= INSTRUCTIONS TO FOLLOW =
Answer these questions about the book review below:
1. Which publisher issued the book, and in what year?
2. What does the review say Shlaim identifies as the most significant component of Israel's defiance of international law?
3. Which two documents does the reviewer name at the ends of the "slim trail of paperwork"?

= TEXT PASSAGE =
Shlaim’s Israel and Palestine – Book Review

By Jim Miles

Israel and Palestine – Reappraisals, Revisions, Refutations. Avi Shlaim. Verso, London, 2009.

This is a thought provoking if not fully developed work on the ongoing situation in Palestine/Israel. Avi Shlaim has compiled a set of his writings from previous publications that in a broad way cover the events of the region, with a brief look at the Balfour Declaration before jumping forward to look at the UN Partition Plan of 1947 and its resulting sequence of events.

Avi Shlaim self professes to be of the school of revisionist historians and his writing fully supports that claim. Throughout the writing one of the themes is the Israeli use of military power to solve its problems, a solution much preferred to negotiations and compromise. A corollary of this is that when negotiations were used, they were mainly as a mask to delay a solution while the ongoing status quo built more settlements and evicted more Palestinians from their homes and farms, especially after the 1967 war.

Another thematic reminder that reiterates throughout the work is that of the asymmetric power – mainly military – that reinforces the previous idea, but also adds the knowledge that there is no balance in the situation, that Israel holds all the power, to the point that “a voluntary agreement between the parties is simply unattainable;” and as seen within the Oslo agreement the Palestinians would have been “subject to the provisions of Israeli law…and military orders… rather than international law.”

International Law

One of the more thought provoking themes raised by Shlaim is that of international law and its place within the creation of Israel/Palestine and its place within the ongoing torments of the Palestinian people. Shlaim clearly identifies the occupation as the most significant component of Israel’s defiance of international law. Under this rubric falls all the defiance of international law that refers to annexation, settlement, attacks on civilians, torture, imprisonment, land confiscation et al. That Israel is in defiance of international law is well supported, and especially since the attack on Gaza in 2008, wherein “Israel’s disdain for international norms involves America in a pattern of hypocrisy and makes a mockery of its claim to moral leadership.” At the end of his examination of Israel’s attack on Gaza Shlaim states, that Israel “has become a rogue state with ‘an utterly unscrupulous set of leaders.’ A rogue state habitually violates international law, possesses weapons of mass destruction [also against international law] and practices terrorism – the use of violence against civilians for political purposes [ditto].”

Where I have questions – and they are truly more questions than arguments as I am no authority on international law – is with his support of the state of Israel under international law by way of the slim trail of paperwork from the Balfour Declaration through to the UN Partition Plan of 1947.

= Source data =

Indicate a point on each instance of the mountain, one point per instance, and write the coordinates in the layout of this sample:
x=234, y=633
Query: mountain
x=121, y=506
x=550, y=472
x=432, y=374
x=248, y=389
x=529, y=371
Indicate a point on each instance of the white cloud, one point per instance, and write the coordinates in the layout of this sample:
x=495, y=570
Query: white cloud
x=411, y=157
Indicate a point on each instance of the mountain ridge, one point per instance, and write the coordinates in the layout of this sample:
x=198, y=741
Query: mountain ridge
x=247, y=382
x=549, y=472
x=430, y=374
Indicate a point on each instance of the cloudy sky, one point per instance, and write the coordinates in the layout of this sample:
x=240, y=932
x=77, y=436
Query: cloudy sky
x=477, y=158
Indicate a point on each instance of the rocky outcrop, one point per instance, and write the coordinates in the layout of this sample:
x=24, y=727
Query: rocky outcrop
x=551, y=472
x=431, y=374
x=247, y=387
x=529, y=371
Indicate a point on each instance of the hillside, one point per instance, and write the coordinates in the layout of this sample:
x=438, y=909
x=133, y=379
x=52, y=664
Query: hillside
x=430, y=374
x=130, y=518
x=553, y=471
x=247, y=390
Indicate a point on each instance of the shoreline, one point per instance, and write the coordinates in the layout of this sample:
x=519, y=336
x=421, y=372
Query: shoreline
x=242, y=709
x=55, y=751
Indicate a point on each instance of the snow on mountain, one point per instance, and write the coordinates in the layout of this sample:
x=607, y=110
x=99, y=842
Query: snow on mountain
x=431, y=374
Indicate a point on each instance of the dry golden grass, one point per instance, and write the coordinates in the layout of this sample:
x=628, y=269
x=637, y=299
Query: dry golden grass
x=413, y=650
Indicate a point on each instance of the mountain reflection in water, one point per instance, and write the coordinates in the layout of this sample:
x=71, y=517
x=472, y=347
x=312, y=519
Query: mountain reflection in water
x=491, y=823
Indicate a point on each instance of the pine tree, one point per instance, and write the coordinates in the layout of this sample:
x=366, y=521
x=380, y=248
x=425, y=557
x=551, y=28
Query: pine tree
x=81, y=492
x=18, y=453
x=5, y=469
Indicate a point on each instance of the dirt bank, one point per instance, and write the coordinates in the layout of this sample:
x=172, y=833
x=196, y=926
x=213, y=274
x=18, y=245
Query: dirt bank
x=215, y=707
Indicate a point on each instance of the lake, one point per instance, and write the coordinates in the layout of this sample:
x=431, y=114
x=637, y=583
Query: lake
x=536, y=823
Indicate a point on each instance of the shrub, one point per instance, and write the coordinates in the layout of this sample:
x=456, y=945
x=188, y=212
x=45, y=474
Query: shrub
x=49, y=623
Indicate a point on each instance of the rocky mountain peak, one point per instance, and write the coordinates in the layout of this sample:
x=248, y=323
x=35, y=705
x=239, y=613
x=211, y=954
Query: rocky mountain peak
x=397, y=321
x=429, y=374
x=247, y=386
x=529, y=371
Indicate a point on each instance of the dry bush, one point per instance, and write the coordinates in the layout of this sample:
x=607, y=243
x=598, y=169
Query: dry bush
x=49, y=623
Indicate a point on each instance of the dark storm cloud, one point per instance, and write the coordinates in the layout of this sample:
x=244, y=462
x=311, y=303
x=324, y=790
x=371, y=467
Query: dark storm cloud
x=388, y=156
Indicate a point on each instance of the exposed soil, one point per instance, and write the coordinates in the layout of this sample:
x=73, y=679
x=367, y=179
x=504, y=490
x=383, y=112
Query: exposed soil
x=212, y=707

---

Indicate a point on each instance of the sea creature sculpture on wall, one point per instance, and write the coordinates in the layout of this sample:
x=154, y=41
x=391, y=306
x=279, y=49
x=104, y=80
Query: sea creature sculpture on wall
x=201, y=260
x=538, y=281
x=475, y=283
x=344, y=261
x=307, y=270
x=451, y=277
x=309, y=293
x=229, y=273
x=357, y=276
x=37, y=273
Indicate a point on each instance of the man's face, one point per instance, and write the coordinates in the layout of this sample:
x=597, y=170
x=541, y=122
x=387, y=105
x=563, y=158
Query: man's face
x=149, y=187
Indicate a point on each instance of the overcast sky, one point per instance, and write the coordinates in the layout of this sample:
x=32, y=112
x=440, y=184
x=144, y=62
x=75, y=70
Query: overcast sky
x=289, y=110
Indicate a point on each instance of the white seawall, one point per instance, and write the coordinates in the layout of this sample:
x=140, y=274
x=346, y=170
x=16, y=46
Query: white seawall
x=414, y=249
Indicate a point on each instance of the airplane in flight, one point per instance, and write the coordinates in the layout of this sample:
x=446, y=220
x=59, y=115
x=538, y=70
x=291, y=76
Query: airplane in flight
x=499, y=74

...

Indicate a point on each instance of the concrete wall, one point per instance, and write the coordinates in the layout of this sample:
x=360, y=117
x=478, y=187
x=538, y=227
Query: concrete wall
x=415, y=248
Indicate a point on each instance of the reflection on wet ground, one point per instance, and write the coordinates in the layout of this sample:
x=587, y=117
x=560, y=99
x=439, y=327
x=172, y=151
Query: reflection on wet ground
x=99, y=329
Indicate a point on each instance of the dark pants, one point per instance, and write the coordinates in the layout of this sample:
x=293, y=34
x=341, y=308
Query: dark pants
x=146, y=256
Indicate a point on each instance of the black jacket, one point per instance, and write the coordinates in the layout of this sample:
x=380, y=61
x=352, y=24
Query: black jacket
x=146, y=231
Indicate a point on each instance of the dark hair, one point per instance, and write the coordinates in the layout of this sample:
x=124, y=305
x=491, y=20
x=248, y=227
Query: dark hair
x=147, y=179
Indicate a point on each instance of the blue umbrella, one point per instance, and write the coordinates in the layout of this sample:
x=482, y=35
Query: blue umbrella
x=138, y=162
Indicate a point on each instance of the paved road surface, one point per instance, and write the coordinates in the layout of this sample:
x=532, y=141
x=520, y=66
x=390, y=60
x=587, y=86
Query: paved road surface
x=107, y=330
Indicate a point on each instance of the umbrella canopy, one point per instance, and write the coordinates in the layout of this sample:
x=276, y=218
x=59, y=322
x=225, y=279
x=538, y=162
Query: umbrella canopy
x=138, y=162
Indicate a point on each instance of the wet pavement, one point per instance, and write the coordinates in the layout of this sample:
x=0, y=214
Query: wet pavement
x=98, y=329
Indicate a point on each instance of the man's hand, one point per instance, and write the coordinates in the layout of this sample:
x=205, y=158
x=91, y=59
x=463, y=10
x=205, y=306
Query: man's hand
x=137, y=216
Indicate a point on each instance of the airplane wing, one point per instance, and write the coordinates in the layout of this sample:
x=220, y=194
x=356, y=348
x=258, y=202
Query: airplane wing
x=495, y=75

= SOLUTION TO THIS TASK =
1. Verso, London, in 2009.
2. The occupation.
3. The Balfour Declaration and the UN Partition Plan of 1947.